**Problem to solve**
Rewrite all of the data below as a numbered list with one line per item, skipping any blank lines. Leave the pictures out.

------ Listed records ------

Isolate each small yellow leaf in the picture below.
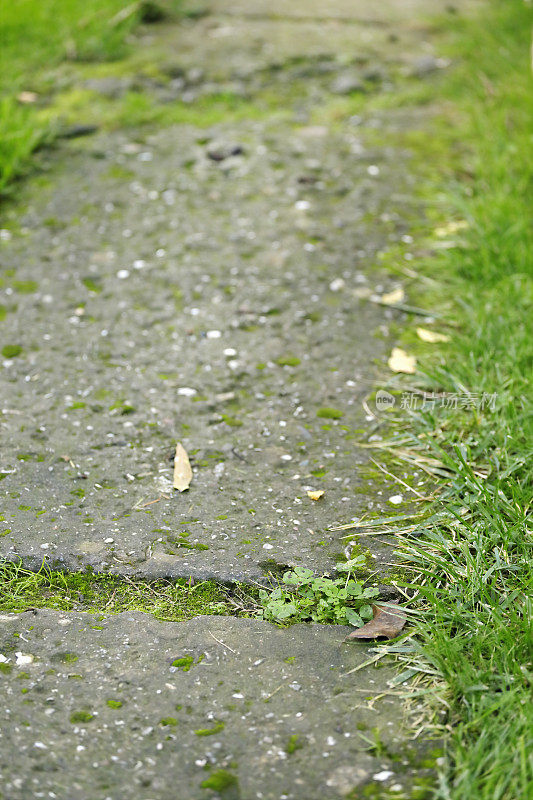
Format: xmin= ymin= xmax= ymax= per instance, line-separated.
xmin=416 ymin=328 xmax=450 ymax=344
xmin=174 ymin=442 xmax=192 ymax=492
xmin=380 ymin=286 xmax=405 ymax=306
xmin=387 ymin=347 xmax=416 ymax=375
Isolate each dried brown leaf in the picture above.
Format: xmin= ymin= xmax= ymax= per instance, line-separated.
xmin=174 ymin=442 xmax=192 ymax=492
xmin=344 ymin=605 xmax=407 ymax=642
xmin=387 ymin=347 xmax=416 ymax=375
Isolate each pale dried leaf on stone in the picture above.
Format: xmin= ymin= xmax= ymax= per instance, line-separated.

------

**Final answer**
1. Isolate each small yellow leaf in the picture below.
2. Format: xmin= ymin= xmax= ymax= per instance, line-separated.
3. xmin=416 ymin=328 xmax=450 ymax=344
4. xmin=174 ymin=442 xmax=192 ymax=492
5. xmin=380 ymin=286 xmax=405 ymax=306
6. xmin=387 ymin=347 xmax=416 ymax=375
7. Isolate each dried brown leaf in the picture above.
8. Format: xmin= ymin= xmax= ymax= per instance, line-separated.
9. xmin=174 ymin=442 xmax=192 ymax=492
10. xmin=344 ymin=605 xmax=407 ymax=642
11. xmin=387 ymin=347 xmax=416 ymax=375
12. Isolate each pale dried leaf on stone in the picture above.
13. Format: xmin= ymin= xmax= ymax= per instance, line-separated.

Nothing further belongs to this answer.